== Exercise prompt ==
From the line containing "the red umbrella canopy" onward, retype each line of the entries below exactly, last line included.
Top of Records for processing
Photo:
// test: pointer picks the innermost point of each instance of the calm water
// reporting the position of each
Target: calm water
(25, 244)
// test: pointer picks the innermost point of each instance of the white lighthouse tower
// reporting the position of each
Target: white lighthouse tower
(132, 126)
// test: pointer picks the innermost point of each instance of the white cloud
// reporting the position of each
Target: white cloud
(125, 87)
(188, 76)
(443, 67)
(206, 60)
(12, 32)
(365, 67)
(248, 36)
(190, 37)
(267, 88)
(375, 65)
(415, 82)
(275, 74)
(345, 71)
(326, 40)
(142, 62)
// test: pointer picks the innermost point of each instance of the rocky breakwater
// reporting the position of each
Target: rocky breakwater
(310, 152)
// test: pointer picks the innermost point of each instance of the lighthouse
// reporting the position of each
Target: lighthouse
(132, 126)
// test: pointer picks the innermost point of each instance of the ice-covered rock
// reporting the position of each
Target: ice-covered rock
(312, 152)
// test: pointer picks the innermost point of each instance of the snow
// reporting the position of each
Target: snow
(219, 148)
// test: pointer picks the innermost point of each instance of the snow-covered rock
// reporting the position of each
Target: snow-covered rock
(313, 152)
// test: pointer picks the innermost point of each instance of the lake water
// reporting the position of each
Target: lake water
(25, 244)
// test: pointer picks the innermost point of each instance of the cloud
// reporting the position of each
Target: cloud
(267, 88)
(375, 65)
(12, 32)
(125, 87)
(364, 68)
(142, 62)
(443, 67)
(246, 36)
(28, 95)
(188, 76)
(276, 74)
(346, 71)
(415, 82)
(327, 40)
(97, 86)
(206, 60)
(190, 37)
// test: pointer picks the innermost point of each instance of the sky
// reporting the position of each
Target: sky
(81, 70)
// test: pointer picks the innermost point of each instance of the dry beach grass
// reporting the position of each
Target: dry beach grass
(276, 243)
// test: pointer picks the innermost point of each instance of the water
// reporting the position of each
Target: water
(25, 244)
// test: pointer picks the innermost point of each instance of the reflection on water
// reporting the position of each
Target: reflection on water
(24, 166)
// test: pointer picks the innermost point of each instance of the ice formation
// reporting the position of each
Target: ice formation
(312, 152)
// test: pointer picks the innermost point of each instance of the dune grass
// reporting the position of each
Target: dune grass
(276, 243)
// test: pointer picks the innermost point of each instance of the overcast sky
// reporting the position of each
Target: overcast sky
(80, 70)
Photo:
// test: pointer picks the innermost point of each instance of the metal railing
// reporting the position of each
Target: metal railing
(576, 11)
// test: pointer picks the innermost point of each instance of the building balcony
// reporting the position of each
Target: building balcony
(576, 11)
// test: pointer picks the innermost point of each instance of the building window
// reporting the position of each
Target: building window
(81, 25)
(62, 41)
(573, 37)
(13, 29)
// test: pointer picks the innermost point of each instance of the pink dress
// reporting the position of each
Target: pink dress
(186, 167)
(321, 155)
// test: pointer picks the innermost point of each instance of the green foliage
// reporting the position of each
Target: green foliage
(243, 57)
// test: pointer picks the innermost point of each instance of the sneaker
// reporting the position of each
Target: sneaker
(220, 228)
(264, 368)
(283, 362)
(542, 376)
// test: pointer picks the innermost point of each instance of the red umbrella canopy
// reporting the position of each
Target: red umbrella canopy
Bottom of Records for processing
== Exercise answer ==
// test: pointer picks the innermost point of each instance of the red umbrella canopy
// reporting the position of each
Target: red umbrella canopy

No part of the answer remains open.